Compiti da svolgere:
1. Ricopia fedelmente la parte del brano sul naufragio di Steccato di Cutro che comincia con le parole "E’ difficile parlare." e si chiude con le parole "e dei dispersi.".
2. Nel brano sul naufragio di Steccato di Cutro, in quale città vengono portati i due pezzi di legno raccolti sulla spiaggia?
3. Scrivi il seguito del brano sul naufragio di Steccato di Cutro, ripartendo subito dopo l'ultima frase.

Brano del documento:
* * *
“Fermare
i trafficanti, non continuino a disporre della vita di tanti innocenti…
I viaggi
della speranza non si trasformino più in viaggi della morte. Le limpide acque
del Mediterraneo non siano più insanguinate da tali tragici incidenti…
Che il Signore ci dia la forza di capire e di piangere” (Papa
Francesco dopo il naufragio di Steccato di Cutro)
Il 19 aprile del 2023, con un gruppo di sacerdoti della Diocesi di
Tricarico, accompagnato dal parroco di Steccato di Cutro, mi reco su quella
spiaggia che la notte tra il 25 e il 26 febbraio vide, a pochi metri dalla
riva, infrangersi il sogno di libertà di circa 100 persone, sotto le onde
furiose del mare.
Il 19 aprile è una giornata di sole, il mare è liscio come l’olio e
trasparente. Sulla spiaggia i segni di croci, di fiori, lumini spenti, scarpe,
vestiti, peluche per bambini, biberon…, tanti pezzi di legno di
quell’imbarcazione sparsi per centinaia di metri.
E’ difficile parlare. C’è solo silenzio. Nessuno ha voglia di aprire bocca.
Solo preghiera e commozione prima di celebrare la S. Messa in suffragio dei
naufraghi e dei dispersi.
Ora che i riflettori nazionali e internazionali si sono spenti, le
passerelle finite, c’è il riflesso dorato del sole che solca quelle calme e
deliziose acque come grembo che ha accolto l’ultimo alito di vita sulla terra
di bambini, giovani, adulti.
Raccolgo due piccoli pezzi di legno di quella barca. Li porto gelosamente con me fino a Matera, dove, nella mia cappella li pongo per sempre a forma di Croce. Ogni giorno un ricordo nella preghiera per i tanti, troppi innocenti che nel nostro splendido mare trovano la morte.
Sono almeno 40 anni che si assiste, a volte sgomenti, altre volte
addolorati, altre volte, purtroppo, stanchi o meglio scocciati, nel vedere
corpi senza vita recuperati in tutto il bacino del Mediterraneo. C’è la morte
sulle rotte tracciate nel nostro mare: partono dalle coste africane o da quelle
dei Balcani per approdare su quelle siciliane o calabresi, a volte pugliesi.
Si tratta di spostamenti di persone e non di numeri. Dietro ad ogni numero c’è un essere umano: una sorella,
un fratello, una figlia, un figlio, una madre o un padre, che hanno lasciato il proprio paese affrontando difficoltà estreme,
sperando di raggiungere una nuova terra dove trovare migliori condizioni di
vita.
Purtroppo, ormai, siamo abituati a conoscere o, meglio, vedere i migranti
solo quando arrivano sulle nostre terre, ma difficilmente si parla delle
motivazioni che li portano a scappare. Una su tutte: i loro paesi sono
fortemente segnati dalle conseguenze lasciate dagli Stati postcoloniali. Quindi
l’Occidente! Quindi anche l’Italia!
* * *
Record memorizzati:
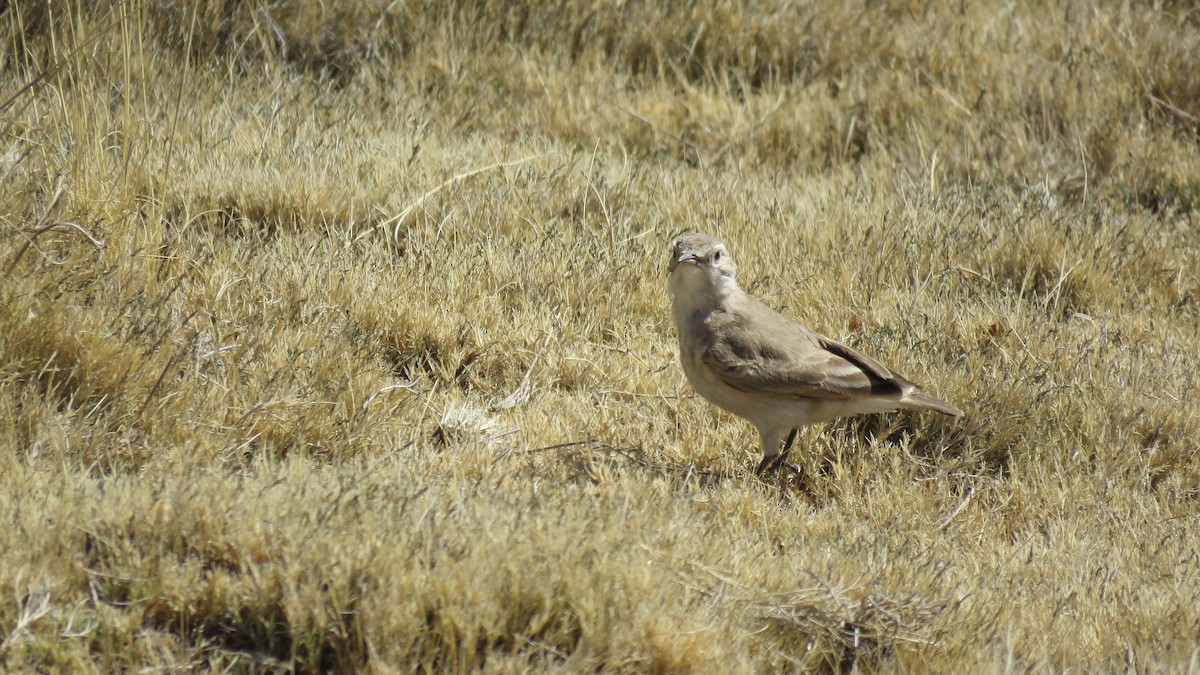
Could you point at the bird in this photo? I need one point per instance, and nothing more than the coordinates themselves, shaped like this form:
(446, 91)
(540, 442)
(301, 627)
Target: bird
(754, 362)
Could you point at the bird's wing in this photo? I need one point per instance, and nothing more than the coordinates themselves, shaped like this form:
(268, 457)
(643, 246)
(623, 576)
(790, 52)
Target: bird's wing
(769, 354)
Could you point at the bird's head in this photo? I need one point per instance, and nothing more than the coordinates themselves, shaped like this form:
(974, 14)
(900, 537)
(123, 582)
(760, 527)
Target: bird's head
(701, 263)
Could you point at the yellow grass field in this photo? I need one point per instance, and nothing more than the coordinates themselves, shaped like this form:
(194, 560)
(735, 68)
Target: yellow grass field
(334, 336)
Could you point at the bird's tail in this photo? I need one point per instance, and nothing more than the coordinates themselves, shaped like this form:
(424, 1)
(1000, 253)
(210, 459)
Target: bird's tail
(924, 401)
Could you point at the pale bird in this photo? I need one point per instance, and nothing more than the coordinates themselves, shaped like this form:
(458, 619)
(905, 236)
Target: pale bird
(757, 364)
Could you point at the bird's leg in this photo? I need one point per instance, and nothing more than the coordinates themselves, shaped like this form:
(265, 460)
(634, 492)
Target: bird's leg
(775, 461)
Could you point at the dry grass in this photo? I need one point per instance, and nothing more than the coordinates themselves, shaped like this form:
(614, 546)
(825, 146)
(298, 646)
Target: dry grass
(273, 273)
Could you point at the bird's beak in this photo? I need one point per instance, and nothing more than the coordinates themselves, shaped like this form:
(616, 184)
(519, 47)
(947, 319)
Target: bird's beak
(687, 256)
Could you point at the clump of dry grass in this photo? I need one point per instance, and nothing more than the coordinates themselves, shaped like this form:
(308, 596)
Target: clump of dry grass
(335, 338)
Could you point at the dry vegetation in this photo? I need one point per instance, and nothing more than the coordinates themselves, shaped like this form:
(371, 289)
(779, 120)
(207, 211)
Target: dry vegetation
(334, 335)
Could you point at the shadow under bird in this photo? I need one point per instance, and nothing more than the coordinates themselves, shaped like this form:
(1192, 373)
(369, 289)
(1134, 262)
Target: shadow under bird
(757, 364)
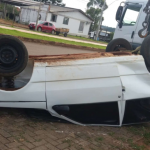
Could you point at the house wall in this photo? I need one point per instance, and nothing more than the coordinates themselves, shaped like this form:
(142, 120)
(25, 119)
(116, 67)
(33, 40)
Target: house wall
(29, 14)
(74, 22)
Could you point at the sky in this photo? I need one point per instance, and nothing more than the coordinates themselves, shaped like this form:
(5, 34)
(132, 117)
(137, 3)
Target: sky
(109, 14)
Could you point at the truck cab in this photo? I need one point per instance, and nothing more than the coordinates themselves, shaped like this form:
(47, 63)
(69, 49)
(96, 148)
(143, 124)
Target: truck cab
(131, 19)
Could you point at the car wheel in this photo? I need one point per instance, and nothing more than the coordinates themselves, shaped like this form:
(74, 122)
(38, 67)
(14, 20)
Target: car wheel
(39, 29)
(57, 33)
(53, 32)
(13, 56)
(118, 45)
(145, 50)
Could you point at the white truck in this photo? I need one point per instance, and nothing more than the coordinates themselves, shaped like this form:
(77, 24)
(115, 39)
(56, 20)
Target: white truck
(110, 89)
(130, 18)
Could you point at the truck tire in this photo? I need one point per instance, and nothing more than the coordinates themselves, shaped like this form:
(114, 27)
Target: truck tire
(145, 50)
(115, 44)
(39, 29)
(13, 56)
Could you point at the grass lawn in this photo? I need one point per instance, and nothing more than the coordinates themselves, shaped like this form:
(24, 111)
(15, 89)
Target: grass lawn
(86, 39)
(34, 36)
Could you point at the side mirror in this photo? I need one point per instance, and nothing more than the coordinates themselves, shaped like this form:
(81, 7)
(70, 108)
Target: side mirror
(119, 13)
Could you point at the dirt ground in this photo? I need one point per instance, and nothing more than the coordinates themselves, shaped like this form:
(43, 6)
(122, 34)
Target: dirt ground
(41, 49)
(28, 129)
(23, 129)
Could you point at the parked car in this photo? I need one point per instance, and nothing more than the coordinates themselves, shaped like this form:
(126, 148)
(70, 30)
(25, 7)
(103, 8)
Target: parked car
(43, 26)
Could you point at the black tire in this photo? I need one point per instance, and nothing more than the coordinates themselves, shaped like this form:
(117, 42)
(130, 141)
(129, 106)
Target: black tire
(53, 32)
(57, 33)
(145, 50)
(13, 56)
(65, 34)
(115, 44)
(39, 29)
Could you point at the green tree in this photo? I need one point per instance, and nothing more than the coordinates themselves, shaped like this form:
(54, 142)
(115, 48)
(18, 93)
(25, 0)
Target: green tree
(94, 14)
(9, 8)
(56, 2)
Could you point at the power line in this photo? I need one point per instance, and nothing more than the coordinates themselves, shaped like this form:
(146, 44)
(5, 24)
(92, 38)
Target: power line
(83, 1)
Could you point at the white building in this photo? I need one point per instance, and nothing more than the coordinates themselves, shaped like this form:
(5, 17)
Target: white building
(63, 17)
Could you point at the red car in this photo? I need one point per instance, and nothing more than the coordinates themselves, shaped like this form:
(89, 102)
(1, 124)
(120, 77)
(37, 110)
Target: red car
(43, 26)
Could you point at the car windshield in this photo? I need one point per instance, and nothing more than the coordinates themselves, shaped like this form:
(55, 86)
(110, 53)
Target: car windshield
(40, 22)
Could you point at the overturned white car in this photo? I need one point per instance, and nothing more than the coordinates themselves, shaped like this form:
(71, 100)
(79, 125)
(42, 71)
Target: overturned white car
(86, 89)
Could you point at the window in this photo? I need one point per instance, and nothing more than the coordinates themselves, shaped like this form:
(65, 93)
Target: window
(50, 24)
(54, 18)
(81, 27)
(45, 24)
(66, 21)
(131, 15)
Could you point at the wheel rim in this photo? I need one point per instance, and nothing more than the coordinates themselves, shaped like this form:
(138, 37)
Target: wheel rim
(8, 55)
(119, 48)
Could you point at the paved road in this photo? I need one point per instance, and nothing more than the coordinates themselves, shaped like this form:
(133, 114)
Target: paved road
(41, 49)
(58, 37)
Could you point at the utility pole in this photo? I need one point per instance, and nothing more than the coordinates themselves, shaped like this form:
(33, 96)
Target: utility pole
(5, 6)
(100, 21)
(38, 15)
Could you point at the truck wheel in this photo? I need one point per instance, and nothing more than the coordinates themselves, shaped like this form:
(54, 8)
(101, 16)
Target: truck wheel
(13, 56)
(145, 50)
(118, 44)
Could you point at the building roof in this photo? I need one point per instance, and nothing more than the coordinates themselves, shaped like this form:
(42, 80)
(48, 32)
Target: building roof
(21, 2)
(55, 8)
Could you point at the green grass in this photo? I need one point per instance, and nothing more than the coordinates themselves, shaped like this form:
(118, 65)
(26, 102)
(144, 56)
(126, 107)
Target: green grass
(86, 39)
(34, 36)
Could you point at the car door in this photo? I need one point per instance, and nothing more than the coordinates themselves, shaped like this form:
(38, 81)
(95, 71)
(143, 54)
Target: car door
(130, 19)
(50, 27)
(84, 93)
(45, 27)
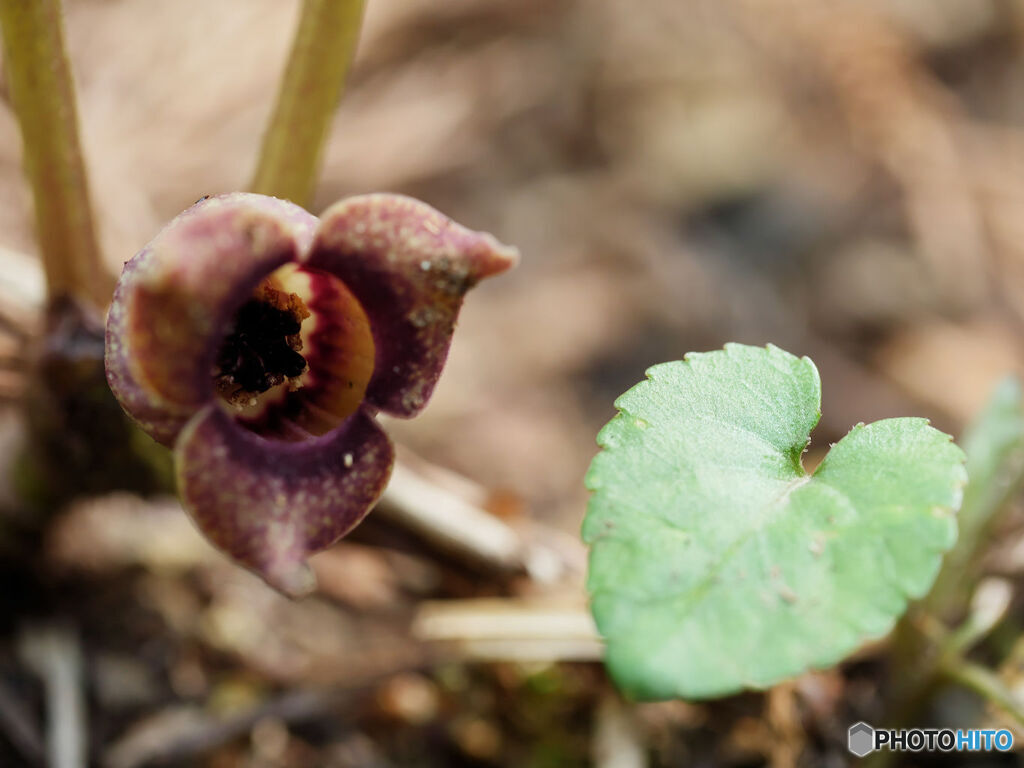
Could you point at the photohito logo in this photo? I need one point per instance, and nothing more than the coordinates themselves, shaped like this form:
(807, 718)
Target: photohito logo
(863, 739)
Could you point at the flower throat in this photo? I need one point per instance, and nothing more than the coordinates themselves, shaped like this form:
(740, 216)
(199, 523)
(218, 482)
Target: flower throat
(263, 347)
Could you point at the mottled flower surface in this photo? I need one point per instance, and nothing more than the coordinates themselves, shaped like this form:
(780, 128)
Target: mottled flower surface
(259, 342)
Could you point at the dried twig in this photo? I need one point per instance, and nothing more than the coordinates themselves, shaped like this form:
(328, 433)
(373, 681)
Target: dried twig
(516, 630)
(54, 653)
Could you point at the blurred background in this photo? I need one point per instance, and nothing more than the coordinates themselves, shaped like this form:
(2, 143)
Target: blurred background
(844, 179)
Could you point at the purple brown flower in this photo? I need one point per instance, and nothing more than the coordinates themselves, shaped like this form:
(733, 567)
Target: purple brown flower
(259, 342)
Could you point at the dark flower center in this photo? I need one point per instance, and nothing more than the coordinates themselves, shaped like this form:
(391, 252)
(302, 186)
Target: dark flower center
(262, 348)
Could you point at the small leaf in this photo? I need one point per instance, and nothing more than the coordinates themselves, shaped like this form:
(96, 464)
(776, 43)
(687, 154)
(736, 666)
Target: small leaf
(994, 448)
(718, 563)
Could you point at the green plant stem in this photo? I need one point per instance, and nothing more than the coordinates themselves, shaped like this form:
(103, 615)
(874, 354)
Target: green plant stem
(321, 57)
(985, 683)
(43, 96)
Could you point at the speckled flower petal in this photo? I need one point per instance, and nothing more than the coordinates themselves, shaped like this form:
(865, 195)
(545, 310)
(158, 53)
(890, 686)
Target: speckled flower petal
(410, 266)
(177, 296)
(270, 504)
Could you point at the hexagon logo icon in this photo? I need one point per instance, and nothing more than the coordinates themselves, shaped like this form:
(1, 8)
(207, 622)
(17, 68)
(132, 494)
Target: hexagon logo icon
(860, 739)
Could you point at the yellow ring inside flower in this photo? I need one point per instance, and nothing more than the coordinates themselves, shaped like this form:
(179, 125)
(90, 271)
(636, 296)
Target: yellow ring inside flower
(260, 378)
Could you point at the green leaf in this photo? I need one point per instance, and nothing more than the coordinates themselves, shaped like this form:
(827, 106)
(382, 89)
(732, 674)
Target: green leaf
(718, 563)
(994, 448)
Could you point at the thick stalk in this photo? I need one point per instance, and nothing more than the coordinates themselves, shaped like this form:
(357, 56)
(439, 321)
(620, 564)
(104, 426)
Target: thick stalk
(43, 96)
(321, 57)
* * *
Risposte ai compiti:
1.
E’ difficile parlare. C’è solo silenzio. Nessuno ha voglia di aprire bocca.
Solo preghiera e commozione prima di celebrare la S. Messa in suffragio dei
naufraghi e dei dispersi.

2. A Matera.

3.
Dieci anni prima, il 2013 è ricordato per l’aumento dei grandi flussi migratori a causa dell’instabilità politica dei paesi che si affacciano sul mediterraneo. In questo contesto non dimentichiamo le scene del naufragio avvenuto il 3 ottobre 2013, a poche miglia dalle coste di Lampedusa, per il grande numero di vittime che ha provocato. E’ stata la più grande tragedia conosciuta e documentata.
La storia ci insegna che tutte le civiltà hanno trovato la loro costruzione
e il rinnovamento attraverso le migrazioni. Senza andare troppo lontano
basterebbe considerare i precedenti secoli: dall’ottocento al Novecento e
quindi a questo periodo del terzo millennio. Noi italiani e, in particolare del
Sud, abbiamo letteralmente invaso il mondo alla ricerca di un futuro migliore.
Nelle Americhe, in Australia, nel Nord Europa. Tutti i popoli, sull’intero
globo terrestre, con oltre 160 milioni di persone hanno trovato collocazione e
integrazione contribuendo in modo essenziale alla crescita economica,
culturale, umana, religiosa.
Oggi la malavita organizzata ha investito sui poveri disgraziati: sono una
risorsa da sfruttare che rende bene con “carrette” del mare, con il racket
della prostituzione delle donne, del caporalato per gli uomini.
Charitas italiana, qualche anno addietro ha pubblicato “Cause di migrazioni e contesti di origine”. Riporto questo pensiero: “Quando
si parla di migrazioni “l’occhio di bue” mediatico illumina sempre l’apice
della crisi. La luce viene puntata sugli sbarchi, gli arrivi, l’accoglienza. La
punta dell’iceberg insomma. Non passa giorno senza resoconti mediatici
concentrati sugli aspetti negativi della migrazione. Migranti che paiono
piovuti dal cielo, in arrivo da terre sconosciute. Persone decontestualizzate e
ridotte a categorie giuridiche e mediatiche di richiedenti asilo, profughi,
migranti economici, o più brutalmente categorie discriminatorie di clandestini,
invasori, irregolari”.
Sono almeno quarant’anni che il fenomeno migratorio è ripreso in
particolare verso i paesi occidentali, trovando nelle politiche dei governi che
si sono succeduti in Italia e in Europa costanti ostacoli alla circolazione
delle persone, impedendo quel ricongiungimento familiare con quanti erano
partiti prima. Al contrario c’è stato un incremento del libero mercato delle
merci, del commercio dei beni. Basterebbe vedere come proprio in questi giorni
le rotte del commercio vengono difese con il rischio di una guerra mondiale.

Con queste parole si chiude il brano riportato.